**Texte source**
>>>

L’originalité rencontre la poésie et l’évocation d’une campagne à ce point ludique laisse penser au travail nécessaire pour régler un tel spectacle devant prendre plus de temps que la maturation d’une moisson. Les images proposées  jouant avec les clichés ne s’enferment pas dans la nostalgie. 
Le vrai vieux (78 ans) qui grimpe à une perche portée par un hercule de foire ne sera pas celui qui grimpe au cocotier pour être secoué au point d’en tomber, les mômes jetés en l’air dans la ronde des poulets sont recueillis pas des bras solides et tendres, les deux femmes qui s’équilibrent sur des bidons de lait portent au plus haut la complicité de ce groupe de neuf autour de la tribu Carabinier.

mercredi 13 novembre 2024

Good road to follow. Quatuor Béla.

<<<

**Consigne**
D'après le texte source, sur quoi les deux femmes s'équilibrent-elles ?

**Données**
>>>

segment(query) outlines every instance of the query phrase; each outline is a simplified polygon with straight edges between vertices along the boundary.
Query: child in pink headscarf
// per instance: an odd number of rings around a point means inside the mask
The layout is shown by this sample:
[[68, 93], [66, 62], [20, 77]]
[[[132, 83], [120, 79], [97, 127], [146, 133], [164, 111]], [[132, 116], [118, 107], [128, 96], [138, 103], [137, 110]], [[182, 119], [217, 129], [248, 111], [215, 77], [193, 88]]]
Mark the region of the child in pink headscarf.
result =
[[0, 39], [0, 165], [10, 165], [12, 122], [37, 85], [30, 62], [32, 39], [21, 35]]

<<<

**Réponse**
Sur des bidons de lait.